▸ Exercise prompt:
Repeat every one of the lines below word for word, changing nothing.

▸ Labeled contour entries:
--

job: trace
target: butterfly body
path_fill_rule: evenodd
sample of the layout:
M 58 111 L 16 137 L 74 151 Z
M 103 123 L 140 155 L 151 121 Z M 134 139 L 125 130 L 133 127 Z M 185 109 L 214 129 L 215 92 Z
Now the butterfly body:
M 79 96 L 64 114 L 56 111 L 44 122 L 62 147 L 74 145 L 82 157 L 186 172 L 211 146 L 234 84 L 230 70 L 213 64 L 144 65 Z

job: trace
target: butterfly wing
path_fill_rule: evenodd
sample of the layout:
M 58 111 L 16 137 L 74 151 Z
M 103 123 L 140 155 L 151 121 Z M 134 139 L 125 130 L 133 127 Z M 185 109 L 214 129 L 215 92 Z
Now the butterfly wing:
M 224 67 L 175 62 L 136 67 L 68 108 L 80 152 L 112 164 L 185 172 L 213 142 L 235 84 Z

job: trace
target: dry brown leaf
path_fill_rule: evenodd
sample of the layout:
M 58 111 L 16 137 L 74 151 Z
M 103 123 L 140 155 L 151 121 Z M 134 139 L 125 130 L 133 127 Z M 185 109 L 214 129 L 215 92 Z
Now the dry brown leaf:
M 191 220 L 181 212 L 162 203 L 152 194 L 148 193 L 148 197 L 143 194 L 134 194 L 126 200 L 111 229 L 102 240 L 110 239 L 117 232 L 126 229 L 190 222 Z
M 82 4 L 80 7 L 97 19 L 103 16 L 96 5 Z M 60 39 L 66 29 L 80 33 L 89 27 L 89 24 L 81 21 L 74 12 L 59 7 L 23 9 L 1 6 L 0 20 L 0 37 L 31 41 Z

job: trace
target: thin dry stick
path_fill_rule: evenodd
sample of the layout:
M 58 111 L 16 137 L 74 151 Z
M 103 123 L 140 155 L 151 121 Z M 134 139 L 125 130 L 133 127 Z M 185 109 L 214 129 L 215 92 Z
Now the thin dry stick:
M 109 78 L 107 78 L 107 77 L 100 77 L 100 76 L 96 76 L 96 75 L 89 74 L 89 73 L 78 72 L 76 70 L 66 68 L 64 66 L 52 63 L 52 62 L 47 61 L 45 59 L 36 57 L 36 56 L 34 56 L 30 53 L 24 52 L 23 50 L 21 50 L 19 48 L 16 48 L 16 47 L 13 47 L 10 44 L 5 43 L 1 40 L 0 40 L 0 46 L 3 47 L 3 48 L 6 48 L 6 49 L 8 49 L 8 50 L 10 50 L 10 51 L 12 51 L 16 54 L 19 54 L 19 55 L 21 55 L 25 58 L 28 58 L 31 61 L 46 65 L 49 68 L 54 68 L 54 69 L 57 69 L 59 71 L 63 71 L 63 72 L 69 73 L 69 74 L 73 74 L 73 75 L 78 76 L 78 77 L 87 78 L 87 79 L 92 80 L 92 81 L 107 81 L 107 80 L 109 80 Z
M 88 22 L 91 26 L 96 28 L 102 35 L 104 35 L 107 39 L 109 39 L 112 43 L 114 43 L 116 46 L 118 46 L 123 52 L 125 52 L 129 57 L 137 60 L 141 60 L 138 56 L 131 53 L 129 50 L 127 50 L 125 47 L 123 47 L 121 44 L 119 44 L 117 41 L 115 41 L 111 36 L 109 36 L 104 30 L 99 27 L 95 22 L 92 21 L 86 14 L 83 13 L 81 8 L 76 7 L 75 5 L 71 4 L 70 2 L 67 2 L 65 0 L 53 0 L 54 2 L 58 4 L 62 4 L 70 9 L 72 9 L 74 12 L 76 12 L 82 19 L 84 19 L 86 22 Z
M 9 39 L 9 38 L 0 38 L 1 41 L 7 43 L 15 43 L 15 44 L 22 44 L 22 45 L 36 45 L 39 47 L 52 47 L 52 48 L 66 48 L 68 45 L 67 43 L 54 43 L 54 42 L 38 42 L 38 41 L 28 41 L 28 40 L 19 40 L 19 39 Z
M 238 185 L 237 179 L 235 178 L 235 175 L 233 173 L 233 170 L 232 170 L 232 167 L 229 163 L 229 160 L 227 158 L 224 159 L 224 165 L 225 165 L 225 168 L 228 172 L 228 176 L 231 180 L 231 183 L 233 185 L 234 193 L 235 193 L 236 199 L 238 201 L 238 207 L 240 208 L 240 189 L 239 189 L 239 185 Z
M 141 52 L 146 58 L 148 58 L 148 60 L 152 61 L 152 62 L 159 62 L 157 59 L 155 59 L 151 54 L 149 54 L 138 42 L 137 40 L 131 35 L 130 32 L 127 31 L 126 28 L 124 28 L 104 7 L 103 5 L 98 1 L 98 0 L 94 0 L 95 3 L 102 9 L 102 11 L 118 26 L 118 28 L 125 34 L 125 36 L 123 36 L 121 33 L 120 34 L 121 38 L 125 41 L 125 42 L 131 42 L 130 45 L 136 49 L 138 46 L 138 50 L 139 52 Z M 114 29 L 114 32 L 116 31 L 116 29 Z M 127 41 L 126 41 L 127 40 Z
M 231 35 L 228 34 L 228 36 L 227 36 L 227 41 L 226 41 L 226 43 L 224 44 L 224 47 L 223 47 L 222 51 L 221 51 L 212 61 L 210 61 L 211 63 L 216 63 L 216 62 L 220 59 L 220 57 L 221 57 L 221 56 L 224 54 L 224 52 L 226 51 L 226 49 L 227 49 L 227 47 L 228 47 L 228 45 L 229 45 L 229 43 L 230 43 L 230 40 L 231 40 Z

--

▸ Answer to the problem:
job: trace
target: butterfly body
path_fill_rule: evenodd
sample of the layout:
M 58 111 L 16 137 L 74 151 Z
M 103 123 L 140 155 L 151 121 Z M 134 139 L 125 130 L 133 127 Z M 185 109 L 214 129 L 215 92 Z
Now the butterfly body:
M 79 96 L 64 114 L 56 111 L 44 122 L 62 147 L 74 145 L 82 157 L 186 172 L 211 146 L 234 84 L 230 70 L 213 64 L 144 65 Z

job: trace
target: butterfly wing
path_fill_rule: evenodd
sample of the layout:
M 58 111 L 16 137 L 74 151 Z
M 103 123 L 140 155 L 151 121 Z M 134 139 L 125 130 L 133 127 Z M 185 109 L 214 129 L 215 92 Z
Now the butterfly wing:
M 224 67 L 175 62 L 136 67 L 68 108 L 80 152 L 112 164 L 185 172 L 213 142 L 235 84 Z

job: trace
target: dry brown leaf
path_fill_rule: evenodd
sample of the layout:
M 58 111 L 16 137 L 74 151 Z
M 103 123 L 140 155 L 151 121 Z M 134 139 L 125 130 L 133 127 Z M 185 109 L 214 129 L 215 92 Z
Now the dry brown leaf:
M 191 220 L 181 212 L 162 203 L 152 194 L 148 193 L 148 197 L 143 194 L 134 194 L 126 200 L 111 229 L 102 240 L 110 239 L 117 232 L 126 229 L 190 222 Z
M 82 4 L 80 7 L 97 19 L 103 16 L 96 5 Z M 60 39 L 66 29 L 80 33 L 89 27 L 89 24 L 81 21 L 74 12 L 59 7 L 23 9 L 1 6 L 0 20 L 0 37 L 31 41 Z

job: trace
target: thin dry stick
path_fill_rule: evenodd
sample of the layout:
M 58 111 L 16 137 L 74 151 Z
M 103 123 L 140 155 L 151 121 Z M 134 139 L 125 130 L 133 127 Z M 185 109 L 214 129 L 215 92 Z
Now the thin dry stick:
M 109 78 L 107 78 L 107 77 L 100 77 L 100 76 L 96 76 L 96 75 L 89 74 L 89 73 L 78 72 L 76 70 L 66 68 L 64 66 L 52 63 L 52 62 L 47 61 L 45 59 L 36 57 L 36 56 L 34 56 L 30 53 L 24 52 L 23 50 L 21 50 L 19 48 L 16 48 L 16 47 L 13 47 L 10 44 L 5 43 L 1 40 L 0 40 L 0 46 L 3 47 L 3 48 L 6 48 L 6 49 L 8 49 L 8 50 L 10 50 L 10 51 L 12 51 L 16 54 L 19 54 L 19 55 L 21 55 L 25 58 L 28 58 L 31 61 L 46 65 L 49 68 L 54 68 L 54 69 L 57 69 L 59 71 L 63 71 L 63 72 L 69 73 L 69 74 L 73 74 L 73 75 L 78 76 L 78 77 L 87 78 L 87 79 L 92 80 L 92 81 L 107 81 L 107 80 L 109 80 Z
M 88 22 L 91 26 L 96 28 L 102 35 L 104 35 L 107 39 L 109 39 L 112 43 L 114 43 L 116 46 L 118 46 L 123 52 L 125 52 L 129 57 L 137 60 L 141 60 L 138 56 L 131 53 L 129 50 L 127 50 L 125 47 L 123 47 L 121 44 L 119 44 L 117 41 L 115 41 L 111 36 L 109 36 L 104 30 L 99 27 L 95 22 L 92 21 L 86 14 L 83 13 L 81 8 L 76 7 L 75 5 L 71 4 L 70 2 L 67 2 L 65 0 L 53 0 L 54 2 L 58 4 L 62 4 L 70 9 L 72 9 L 74 12 L 76 12 L 82 19 L 84 19 L 86 22 Z
M 9 39 L 9 38 L 0 38 L 1 41 L 7 43 L 15 43 L 15 44 L 22 44 L 22 45 L 36 45 L 39 47 L 52 47 L 52 48 L 66 48 L 68 45 L 67 43 L 54 43 L 54 42 L 38 42 L 38 41 L 28 41 L 28 40 L 19 40 L 19 39 Z
M 238 185 L 237 179 L 235 178 L 235 175 L 233 173 L 233 170 L 232 170 L 232 167 L 229 163 L 229 160 L 227 158 L 224 159 L 224 165 L 225 165 L 225 168 L 228 172 L 228 176 L 231 180 L 231 183 L 233 185 L 234 193 L 235 193 L 236 199 L 238 201 L 238 207 L 240 208 L 240 189 L 239 189 L 239 185 Z
M 141 52 L 146 58 L 148 58 L 148 60 L 152 61 L 152 62 L 159 62 L 157 59 L 155 59 L 151 54 L 149 54 L 138 42 L 137 40 L 131 35 L 130 32 L 127 31 L 126 28 L 124 28 L 104 7 L 103 5 L 98 1 L 98 0 L 94 0 L 95 3 L 102 9 L 102 11 L 118 26 L 118 28 L 125 34 L 125 36 L 123 36 L 121 33 L 120 34 L 121 38 L 125 41 L 125 42 L 131 42 L 130 45 L 136 49 L 138 46 L 138 50 L 139 52 Z M 114 29 L 114 32 L 116 31 L 116 29 Z M 127 41 L 126 41 L 127 40 Z
M 231 35 L 228 34 L 228 36 L 227 36 L 227 41 L 226 41 L 226 43 L 224 44 L 224 47 L 223 47 L 222 51 L 221 51 L 212 61 L 210 61 L 211 63 L 216 63 L 216 62 L 220 59 L 220 57 L 221 57 L 221 56 L 224 54 L 224 52 L 226 51 L 226 49 L 227 49 L 227 47 L 228 47 L 228 45 L 229 45 L 229 43 L 230 43 L 230 40 L 231 40 Z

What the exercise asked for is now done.